++++ Data
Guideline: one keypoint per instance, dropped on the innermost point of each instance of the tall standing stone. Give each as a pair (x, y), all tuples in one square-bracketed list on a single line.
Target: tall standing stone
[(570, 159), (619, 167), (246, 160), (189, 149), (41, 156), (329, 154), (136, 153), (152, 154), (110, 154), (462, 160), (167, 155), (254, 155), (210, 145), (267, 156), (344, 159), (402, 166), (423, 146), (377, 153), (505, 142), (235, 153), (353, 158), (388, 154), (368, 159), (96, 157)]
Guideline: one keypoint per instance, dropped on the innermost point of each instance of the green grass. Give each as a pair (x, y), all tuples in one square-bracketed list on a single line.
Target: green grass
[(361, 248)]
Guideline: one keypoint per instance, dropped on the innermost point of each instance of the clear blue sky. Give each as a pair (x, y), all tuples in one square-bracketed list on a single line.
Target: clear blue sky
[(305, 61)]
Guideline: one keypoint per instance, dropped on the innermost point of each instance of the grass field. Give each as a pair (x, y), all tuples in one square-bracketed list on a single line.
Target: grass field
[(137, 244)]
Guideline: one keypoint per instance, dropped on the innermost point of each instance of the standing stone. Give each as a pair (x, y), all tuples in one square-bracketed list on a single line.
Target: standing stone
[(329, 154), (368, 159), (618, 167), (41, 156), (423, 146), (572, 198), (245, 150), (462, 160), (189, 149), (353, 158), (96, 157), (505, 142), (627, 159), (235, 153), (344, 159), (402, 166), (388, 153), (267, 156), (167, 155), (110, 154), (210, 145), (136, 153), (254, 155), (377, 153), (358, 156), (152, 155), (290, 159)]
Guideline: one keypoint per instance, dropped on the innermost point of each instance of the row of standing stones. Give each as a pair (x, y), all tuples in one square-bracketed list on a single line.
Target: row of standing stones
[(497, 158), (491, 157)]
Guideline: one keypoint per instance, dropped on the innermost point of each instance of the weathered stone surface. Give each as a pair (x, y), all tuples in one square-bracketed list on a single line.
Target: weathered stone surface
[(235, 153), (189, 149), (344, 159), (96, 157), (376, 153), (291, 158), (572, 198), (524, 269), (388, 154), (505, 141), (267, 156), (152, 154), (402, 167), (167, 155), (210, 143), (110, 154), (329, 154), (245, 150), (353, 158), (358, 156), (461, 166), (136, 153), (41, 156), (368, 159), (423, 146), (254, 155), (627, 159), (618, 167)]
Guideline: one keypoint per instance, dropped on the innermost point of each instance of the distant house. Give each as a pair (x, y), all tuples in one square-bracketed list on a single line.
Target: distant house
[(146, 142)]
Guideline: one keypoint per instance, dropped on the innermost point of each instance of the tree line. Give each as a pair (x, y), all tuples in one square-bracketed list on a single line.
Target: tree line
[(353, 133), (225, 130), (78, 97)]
++++++++
## Work instructions:
Faithfully copy every entry, leaving nothing out.

## In response:
Guideline: one keypoint per instance, dropped on the innermost point of each instance of the tall standing stone. Give each as a pair (x, y), all tuples in one square-bracketed list on a single line.
Target: tall standing stone
[(570, 159), (619, 167), (246, 160), (189, 149), (41, 156), (329, 154), (136, 153), (152, 154), (110, 154), (462, 160), (167, 155), (254, 155), (210, 145), (267, 156), (344, 159), (402, 166), (423, 146), (377, 153), (505, 142), (235, 153), (353, 158), (388, 154), (368, 159), (96, 157)]
Guideline: one keypoint per instance, dropped on the innermost point of each instance of the green grass. Give each as a pair (x, y), all tuples in one square-bracketed list on a single line.
Target: green grass
[(361, 248)]
Guideline: one keypoint per instance, dropped on the innermost point of each instance of the clear blue sky. Give each as a pair (x, y), all tuples in one square-bracketed list on a single line.
Target: clear blue sky
[(305, 61)]
Guideline: one keypoint per instance, dropped on the innermost point of each instance of the grass field. Give each as a pair (x, y), all tuples in one square-bracketed list on a single line.
Target: grass field
[(137, 244)]
Guideline: one keypoint per instance, dropped on the innermost point of each instance of the standing stone. Give each as a pair (x, y), all tuples in one square-bracketed list on a single line.
Target: standing stone
[(329, 154), (368, 159), (618, 167), (41, 156), (423, 146), (572, 198), (245, 150), (462, 160), (189, 149), (353, 158), (96, 157), (505, 142), (627, 159), (235, 153), (344, 159), (402, 166), (388, 153), (267, 156), (167, 155), (110, 154), (210, 145), (136, 153), (254, 155), (377, 153), (358, 156), (152, 155), (290, 159)]
Guideline: one keypoint per instance, dropped on the innermost point of each instance of the row of standing stones. Give each as a pair (x, y), all tuples in one square-bracketed list on a single line.
Target: row of standing stones
[(497, 158), (491, 157)]
Guideline: one keypoint per instance, dropped on the innermost point of each instance of the weathered stone surface. Give each as a pair (x, y), all tuples in one square-bracketed list on a single line.
Target: weathered stone surface
[(235, 153), (189, 149), (344, 159), (96, 157), (376, 153), (291, 158), (572, 198), (524, 269), (388, 154), (505, 141), (267, 156), (152, 154), (402, 167), (167, 155), (210, 143), (110, 154), (329, 154), (245, 150), (353, 158), (358, 156), (461, 166), (136, 153), (41, 156), (368, 159), (423, 146), (254, 155), (627, 159), (618, 167)]
Guideline: one keypoint per instance, dropped on the innermost point of each instance of the distant house. Give each as a pair (x, y), all tuples in one square-bracketed list on a single line.
Target: distant house
[(146, 142)]
Guideline: one keypoint per instance, dropped on the innermost point of each instance of the tree line. Give each as a pair (x, y), all tuples in one square-bracketed list on a single line.
Target: tree line
[(353, 133), (225, 130), (78, 97)]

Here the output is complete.